> Extracted text:

——

Belgian authorities sentenced an Iranian diplomat to 20 years in prison on Thursday for his role in a 2018 bomb plot targeting an exiled Iranian opposition group near Paris.
The sentencing was announced as part of “the first trial of an Iranian official for suspected terrorism in Europe since Iran’s 1979 revolution,” according to Reuters.
A court in Belgium found Assadolah Assadi “guilty of attempted terrorism after a foiled plot to bomb a rally of the National Council of Resistance of Iran (NCRI)” outside of Paris, France, in June 2018, Belgian prosecution lawyers and civil parties to the prosecution said on February 4.
“Assadi and three others sought to kill” top NCRI leaders “during a rally near Paris,” the court ruled. “The plot was uncovered ahead of time by German, French and Belgian police,” according to German broadcaster Deutsche Welle (DW).
Investigators assessed that Assadi “transported the explosives for the plot on a commercial flight to Austria from Iran,” according to Belgium’s federal prosecutor.
“Three Iranians with dual Belgian citizenship were convicted as Assadi’s accomplices. All three have had their Belgian citizenship stripped,” DW reported. Belgian police arrested two of the dual citizens “on the day of the rally while driving from Antwerp with 500 grams (1.1 pounds) of TATP explosives and a detonator. Prosecutors said the couple had received the bomb materials from Assadi for transport to the rally. They were sentenced to 18 years.”
The third dual citizen accomplice received a 15-year prison sentence on Thursday for planning to guide the couple through the rally upon their arrival.

——

> Supplied information:
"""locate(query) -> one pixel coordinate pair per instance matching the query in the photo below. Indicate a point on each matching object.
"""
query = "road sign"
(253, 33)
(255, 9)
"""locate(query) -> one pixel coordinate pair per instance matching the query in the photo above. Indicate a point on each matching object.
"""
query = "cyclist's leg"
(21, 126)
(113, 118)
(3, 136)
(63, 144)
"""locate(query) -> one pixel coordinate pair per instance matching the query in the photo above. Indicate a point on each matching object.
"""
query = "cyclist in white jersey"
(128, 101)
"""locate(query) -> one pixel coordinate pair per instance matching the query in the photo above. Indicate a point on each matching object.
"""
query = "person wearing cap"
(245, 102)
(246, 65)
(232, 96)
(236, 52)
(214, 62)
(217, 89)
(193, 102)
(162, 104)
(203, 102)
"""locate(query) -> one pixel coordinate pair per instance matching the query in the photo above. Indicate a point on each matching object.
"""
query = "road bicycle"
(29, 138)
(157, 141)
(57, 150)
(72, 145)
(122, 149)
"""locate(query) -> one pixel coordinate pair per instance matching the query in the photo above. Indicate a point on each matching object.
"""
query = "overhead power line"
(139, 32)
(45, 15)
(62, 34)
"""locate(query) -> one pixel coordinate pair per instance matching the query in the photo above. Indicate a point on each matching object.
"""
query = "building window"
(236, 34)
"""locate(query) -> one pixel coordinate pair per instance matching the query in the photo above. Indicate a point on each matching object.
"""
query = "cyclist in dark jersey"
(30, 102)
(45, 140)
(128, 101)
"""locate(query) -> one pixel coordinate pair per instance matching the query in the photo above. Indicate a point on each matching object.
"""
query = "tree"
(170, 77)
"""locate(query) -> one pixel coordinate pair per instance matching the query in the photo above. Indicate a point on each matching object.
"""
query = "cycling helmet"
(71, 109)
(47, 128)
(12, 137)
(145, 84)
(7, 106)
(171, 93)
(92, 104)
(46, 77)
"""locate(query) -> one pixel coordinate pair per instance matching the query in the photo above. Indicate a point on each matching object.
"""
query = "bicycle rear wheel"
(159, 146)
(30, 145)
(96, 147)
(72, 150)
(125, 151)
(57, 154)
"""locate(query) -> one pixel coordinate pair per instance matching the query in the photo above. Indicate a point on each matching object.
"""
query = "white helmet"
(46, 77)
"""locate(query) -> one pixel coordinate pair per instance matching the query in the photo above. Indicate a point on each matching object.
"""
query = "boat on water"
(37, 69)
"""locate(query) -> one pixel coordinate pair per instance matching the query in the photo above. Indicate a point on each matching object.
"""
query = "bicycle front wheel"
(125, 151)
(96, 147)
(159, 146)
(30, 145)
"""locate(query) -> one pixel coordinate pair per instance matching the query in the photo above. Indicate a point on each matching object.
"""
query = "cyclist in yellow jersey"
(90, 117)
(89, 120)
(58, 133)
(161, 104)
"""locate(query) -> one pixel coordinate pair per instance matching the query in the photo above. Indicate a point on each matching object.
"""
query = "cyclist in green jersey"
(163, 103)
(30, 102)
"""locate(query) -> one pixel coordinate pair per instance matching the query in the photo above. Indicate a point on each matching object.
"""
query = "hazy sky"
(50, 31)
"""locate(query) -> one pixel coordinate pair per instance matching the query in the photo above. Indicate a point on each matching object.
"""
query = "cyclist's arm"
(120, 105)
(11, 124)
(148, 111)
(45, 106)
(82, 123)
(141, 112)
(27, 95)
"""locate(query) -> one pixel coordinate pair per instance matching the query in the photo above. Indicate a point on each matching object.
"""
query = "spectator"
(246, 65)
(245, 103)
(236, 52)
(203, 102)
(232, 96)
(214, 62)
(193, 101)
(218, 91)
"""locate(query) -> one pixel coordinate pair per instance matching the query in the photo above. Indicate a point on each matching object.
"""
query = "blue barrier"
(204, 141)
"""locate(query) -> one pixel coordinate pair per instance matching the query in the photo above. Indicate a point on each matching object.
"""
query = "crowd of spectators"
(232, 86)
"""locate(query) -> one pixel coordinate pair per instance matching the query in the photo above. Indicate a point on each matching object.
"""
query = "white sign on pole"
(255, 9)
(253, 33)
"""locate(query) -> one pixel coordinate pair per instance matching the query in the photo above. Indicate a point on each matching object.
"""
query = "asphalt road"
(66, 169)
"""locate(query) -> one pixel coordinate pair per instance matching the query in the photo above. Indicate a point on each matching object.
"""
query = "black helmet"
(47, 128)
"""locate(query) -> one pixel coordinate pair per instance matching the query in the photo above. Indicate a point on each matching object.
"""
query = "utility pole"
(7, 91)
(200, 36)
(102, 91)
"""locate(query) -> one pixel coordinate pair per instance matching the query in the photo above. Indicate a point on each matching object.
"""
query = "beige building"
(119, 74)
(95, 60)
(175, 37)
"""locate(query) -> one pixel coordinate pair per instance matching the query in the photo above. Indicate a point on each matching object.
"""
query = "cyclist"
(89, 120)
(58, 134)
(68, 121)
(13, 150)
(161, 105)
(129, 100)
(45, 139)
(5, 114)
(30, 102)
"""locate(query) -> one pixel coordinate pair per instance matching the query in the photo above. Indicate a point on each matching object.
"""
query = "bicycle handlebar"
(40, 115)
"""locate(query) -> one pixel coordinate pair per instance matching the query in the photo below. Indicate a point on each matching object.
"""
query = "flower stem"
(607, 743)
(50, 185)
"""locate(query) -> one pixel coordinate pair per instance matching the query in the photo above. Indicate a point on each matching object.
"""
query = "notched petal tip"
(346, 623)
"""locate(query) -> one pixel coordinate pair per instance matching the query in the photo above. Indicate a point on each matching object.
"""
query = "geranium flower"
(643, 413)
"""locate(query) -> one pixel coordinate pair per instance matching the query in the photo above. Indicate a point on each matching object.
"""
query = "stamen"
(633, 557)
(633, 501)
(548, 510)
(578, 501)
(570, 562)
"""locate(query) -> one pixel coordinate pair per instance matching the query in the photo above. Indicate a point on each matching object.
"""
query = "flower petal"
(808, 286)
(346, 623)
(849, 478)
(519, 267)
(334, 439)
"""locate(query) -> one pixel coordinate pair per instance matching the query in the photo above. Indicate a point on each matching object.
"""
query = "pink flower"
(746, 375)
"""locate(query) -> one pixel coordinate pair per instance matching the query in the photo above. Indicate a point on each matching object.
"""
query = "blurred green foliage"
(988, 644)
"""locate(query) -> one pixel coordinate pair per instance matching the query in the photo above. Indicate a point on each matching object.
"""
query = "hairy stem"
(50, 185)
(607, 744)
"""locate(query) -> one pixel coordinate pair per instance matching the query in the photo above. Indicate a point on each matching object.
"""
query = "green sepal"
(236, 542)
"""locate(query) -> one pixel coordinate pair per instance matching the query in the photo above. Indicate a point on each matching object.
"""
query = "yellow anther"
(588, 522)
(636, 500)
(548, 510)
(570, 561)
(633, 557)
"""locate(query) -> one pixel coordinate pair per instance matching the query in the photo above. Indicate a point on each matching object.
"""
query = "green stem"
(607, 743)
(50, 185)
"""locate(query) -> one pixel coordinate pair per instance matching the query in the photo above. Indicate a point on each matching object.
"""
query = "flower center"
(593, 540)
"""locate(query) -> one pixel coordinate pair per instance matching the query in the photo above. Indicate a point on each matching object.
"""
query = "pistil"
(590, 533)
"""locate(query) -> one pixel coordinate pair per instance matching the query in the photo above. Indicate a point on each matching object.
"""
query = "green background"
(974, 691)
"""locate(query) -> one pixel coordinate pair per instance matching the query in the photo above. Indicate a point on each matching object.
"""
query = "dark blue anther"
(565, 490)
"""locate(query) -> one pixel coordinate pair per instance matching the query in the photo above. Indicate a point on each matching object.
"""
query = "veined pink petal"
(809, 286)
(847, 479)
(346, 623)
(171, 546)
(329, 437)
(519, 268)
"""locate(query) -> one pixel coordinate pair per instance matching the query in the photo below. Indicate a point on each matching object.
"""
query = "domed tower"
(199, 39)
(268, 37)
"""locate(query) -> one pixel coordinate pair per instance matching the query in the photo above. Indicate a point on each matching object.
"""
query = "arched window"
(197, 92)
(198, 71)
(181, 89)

——

> What you need to do:
- 1) Can you write out the part of the article on the Iranian diplomat's sentencing from "Belgian authorities sentenced" to "on February 4.", word for word?
- 2) How would the article on the Iranian diplomat's sentencing go on after its last sentence? Write what comes next.

> Answer set:
- 1)
Belgian authorities sentenced an Iranian diplomat to 20 years in prison on Thursday for his role in a 2018 bomb plot targeting an exiled Iranian opposition group near Paris.
The sentencing was announced as part of “the first trial of an Iranian official for suspected terrorism in Europe since Iran’s 1979 revolution,” according to Reuters.
A court in Belgium found Assadolah Assadi “guilty of attempted terrorism after a foiled plot to bomb a rally of the National Council of Resistance of Iran (NCRI)” outside of Paris, France, in June 2018, Belgian prosecution lawyers and civil parties to the prosecution said on February 4.

- 2)
Assadi refused to appear in court throughout his trial, claiming “diplomatic immunity.” He was arrested in July 2018 while vacationing in Germany as part of a Europol sting operation involving several countries. German authorities noted that the Iranian diplomat was staying outside of Austria at the time of his arrest, arguing that his diplomatic immunity as an official at Iran’s Vienna embassy did not apply there. Assadi was later extradited to Belgium.
France said in October 2018 that it believed the Iranian intelligence ministry had been behind the attempted bombing. The French interior, foreign, and economy ministers issued a rare joint statement addressing the foiled plot.
“This extremely serious act envisaged on our territory could not go without a response,” the statement read, adding, “France underlines its determination to fight against terrorism in all its forms, particularly on its own territory.”
Bahram Ghassemi, a spokesman for Iran’s foreign ministry, commented on Assadi’s arrest in 2018, saying German authorities had pursued the diplomat as part of a “staged conspiracy” to sabotage relations between Europe and Iran, DW recalled on Thursday.